* _Given exercise 1_: Find every line in the entries below that contains the word "human", and copy each of those lines.

* _Page_:
■ ■ ■
Please forgive me if I am slow to understand and so push back in ways that may seem obvious to you.

You bring up "filtration". I'm afraid I'm unfamiliar with this idea. Looking it up, and looking up stochastic processes, I believe I see t as the index into the index set, which are the natural numbers in most cases we consider here.

When discussing an MDP, we typically formalize it in terms of a set S of states, A of actions, R of rewards, and P, the transition probabilities of states and actions. The decision rule pi specifies a probability distribution over actions given states. This induces the MDP into a markov process over the state space S. All of this is over the index set of the natural numbers, the index is denoted with t.

This is the view from "1,000 feet (or meters) up". As is quite typical with MDPs, the state space S is the Cartesian product of many substates; the action space A is a Cartesian product over many sub-actions. The structural relationships between the substates and subactions are determined by the joint probability distribution P. Note that in this formalism, the entirety of S_{t-1} is the "post state" with respect to state S_t.
■ ■ ■
* _Material provided_:
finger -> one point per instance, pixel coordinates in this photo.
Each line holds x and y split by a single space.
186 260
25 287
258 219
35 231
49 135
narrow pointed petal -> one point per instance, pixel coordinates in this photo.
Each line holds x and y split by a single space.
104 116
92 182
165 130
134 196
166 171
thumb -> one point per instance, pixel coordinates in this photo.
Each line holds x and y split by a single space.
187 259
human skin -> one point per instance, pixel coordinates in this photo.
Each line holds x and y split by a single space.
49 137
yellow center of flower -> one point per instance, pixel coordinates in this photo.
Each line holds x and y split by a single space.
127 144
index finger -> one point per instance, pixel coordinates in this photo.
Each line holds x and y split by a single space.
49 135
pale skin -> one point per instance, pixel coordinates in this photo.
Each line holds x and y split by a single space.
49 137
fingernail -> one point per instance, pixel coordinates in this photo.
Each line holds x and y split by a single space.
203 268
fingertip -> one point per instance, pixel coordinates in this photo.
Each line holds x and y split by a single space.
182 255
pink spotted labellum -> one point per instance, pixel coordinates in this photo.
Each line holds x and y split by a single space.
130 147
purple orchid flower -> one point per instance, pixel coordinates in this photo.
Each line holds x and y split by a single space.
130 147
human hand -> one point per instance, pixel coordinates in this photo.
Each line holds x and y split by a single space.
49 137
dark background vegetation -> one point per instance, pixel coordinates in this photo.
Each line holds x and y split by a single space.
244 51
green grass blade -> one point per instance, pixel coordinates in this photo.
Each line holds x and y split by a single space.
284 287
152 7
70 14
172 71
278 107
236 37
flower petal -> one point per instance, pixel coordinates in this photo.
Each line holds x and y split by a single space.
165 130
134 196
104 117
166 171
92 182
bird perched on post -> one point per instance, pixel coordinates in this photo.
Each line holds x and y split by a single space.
■ ■ ■
* _Given exercise 2_: Continue the passage on Markov decision processes above from the point where it stops.

* _Written response 1_:
human skin -> one point per instance, pixel coordinates in this photo.
human hand -> one point per instance, pixel coordinates in this photo.

* _Written response 2_:
The terminology gets muddled at this point because, I must presume, Economics training is focused at a smaller resolution than this. Let us, consistently with our earlier discussion, call these 'sub-states' and 'sub-actions' "variables"; we have been calling the latter "control variables". Because the joint probability distribution P involves many independent relations between the variables, it is possible to represent their structure graphically as a Bayesian network. When this is done, it makes it clear which variables are endogenous and which are exogenous: exogenous variables are those with no control variables as ancestors.

If you are following me to this point, then I think I can precisely state my disagreement with your formulation above. If t cannot be a filtration over the structured distribution over the sub-state variables because a filtration must be totally ordered, whereas the sub-state variables are only guaranteed to be partially ordered. So the premise of your formulation is incorrect.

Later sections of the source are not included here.